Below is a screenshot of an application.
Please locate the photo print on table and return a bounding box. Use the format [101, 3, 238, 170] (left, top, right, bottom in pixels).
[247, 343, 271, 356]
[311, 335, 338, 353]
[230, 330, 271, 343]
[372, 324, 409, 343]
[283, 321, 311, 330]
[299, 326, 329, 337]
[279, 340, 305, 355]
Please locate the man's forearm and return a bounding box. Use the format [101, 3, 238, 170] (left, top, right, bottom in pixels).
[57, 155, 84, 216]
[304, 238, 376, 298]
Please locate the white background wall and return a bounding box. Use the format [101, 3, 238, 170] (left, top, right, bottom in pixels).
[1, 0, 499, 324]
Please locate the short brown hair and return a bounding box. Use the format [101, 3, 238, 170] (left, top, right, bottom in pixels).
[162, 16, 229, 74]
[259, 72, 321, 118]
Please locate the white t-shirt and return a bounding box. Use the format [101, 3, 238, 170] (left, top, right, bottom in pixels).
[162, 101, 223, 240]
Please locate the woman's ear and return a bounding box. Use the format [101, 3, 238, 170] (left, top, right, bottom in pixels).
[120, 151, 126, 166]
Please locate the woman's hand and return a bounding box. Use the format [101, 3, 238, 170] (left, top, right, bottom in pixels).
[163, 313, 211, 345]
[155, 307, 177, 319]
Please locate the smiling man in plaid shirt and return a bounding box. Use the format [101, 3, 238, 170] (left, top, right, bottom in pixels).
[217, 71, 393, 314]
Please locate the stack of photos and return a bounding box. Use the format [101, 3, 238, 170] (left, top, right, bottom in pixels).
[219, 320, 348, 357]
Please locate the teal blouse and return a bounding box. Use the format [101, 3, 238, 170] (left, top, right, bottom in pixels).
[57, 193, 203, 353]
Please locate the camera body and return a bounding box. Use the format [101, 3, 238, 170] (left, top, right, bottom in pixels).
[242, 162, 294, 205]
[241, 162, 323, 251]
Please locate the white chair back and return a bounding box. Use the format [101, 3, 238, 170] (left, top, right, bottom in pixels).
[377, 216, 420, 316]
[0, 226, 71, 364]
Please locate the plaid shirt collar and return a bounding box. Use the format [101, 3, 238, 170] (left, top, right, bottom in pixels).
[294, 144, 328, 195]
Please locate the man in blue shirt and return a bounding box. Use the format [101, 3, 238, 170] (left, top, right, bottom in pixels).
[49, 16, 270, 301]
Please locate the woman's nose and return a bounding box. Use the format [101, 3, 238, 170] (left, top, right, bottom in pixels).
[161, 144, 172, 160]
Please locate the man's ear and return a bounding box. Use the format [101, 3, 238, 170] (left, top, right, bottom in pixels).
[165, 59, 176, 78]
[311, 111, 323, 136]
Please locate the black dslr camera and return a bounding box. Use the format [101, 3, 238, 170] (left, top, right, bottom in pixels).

+--

Task objective: Each line of the material must be restated exactly.

Answer space:
Below is a screenshot of an application.
Please locate the photo print on table and return a bounding box. Use the format [101, 3, 238, 170] (left, top, right, bottom in pixels).
[247, 343, 271, 356]
[311, 335, 338, 353]
[230, 330, 271, 343]
[372, 324, 409, 343]
[283, 321, 311, 330]
[299, 326, 329, 337]
[279, 340, 305, 355]
Please locate the man's forearm and return a bounding box. Use the format [101, 3, 238, 170] (left, top, right, bottom in pixels).
[57, 155, 84, 216]
[304, 238, 376, 298]
Please locate the white background wall and return a bounding box. Use the format [101, 3, 238, 170] (left, top, right, bottom in pixels).
[1, 0, 499, 324]
Please locate the short brown hair and return a bounding box. Use the format [101, 3, 238, 170] (left, top, right, bottom in pixels).
[162, 16, 229, 74]
[259, 72, 321, 118]
Please locate the white t-shirt and return a bounding box. Use the format [101, 3, 238, 170] (left, top, right, bottom in pixels).
[162, 101, 223, 240]
Please locate the woman's ear and return a bounding box. Use the format [101, 3, 238, 170] (left, top, right, bottom in pixels).
[120, 151, 126, 166]
Please locate the woman's hand and return a bounding box. Use the format [101, 3, 238, 170] (left, top, right, bottom in pixels).
[163, 313, 211, 345]
[155, 307, 177, 319]
Please locate the smiling man in plaid shirt and return a bounding box. Use the format [101, 3, 238, 170] (left, top, right, bottom in pixels).
[217, 71, 393, 314]
Please locate the stack of photos and return a bounding box. Use the format [101, 3, 238, 170] (left, top, right, bottom in pixels).
[219, 320, 348, 357]
Please locate the teal blouse and return a bounding box. Use the format [101, 3, 238, 170] (left, top, right, bottom in pixels).
[57, 193, 203, 353]
Please locate the camera body and return a bounding box. Use the format [101, 3, 238, 170] (left, top, right, bottom in pixels).
[242, 162, 294, 205]
[241, 162, 323, 251]
Please locate the white chair back and return a bounding box. Use the format [101, 3, 238, 170] (left, top, right, bottom in pixels).
[377, 216, 420, 316]
[0, 226, 71, 364]
Please locate the plaid shirt collar and return a bounding box. Use the format [101, 3, 238, 170] (left, top, right, bottom in pixels).
[294, 144, 328, 195]
Please locate the man in blue shirt and return a bounding box. Use the format [101, 3, 238, 170] (left, top, right, bottom in pixels).
[49, 16, 270, 301]
Please locate the woman's nose and return a bounding box. Use the format [101, 3, 238, 170] (left, top, right, bottom in pixels).
[161, 144, 172, 160]
Please locate the man's ear and return a bounding box. Use the format [101, 3, 238, 170] (left, top, right, bottom in pixels).
[165, 59, 176, 78]
[311, 111, 323, 136]
Please locate the black dslr camera and return a bounding box. Use the format [101, 3, 238, 170] (left, top, right, bottom in pixels).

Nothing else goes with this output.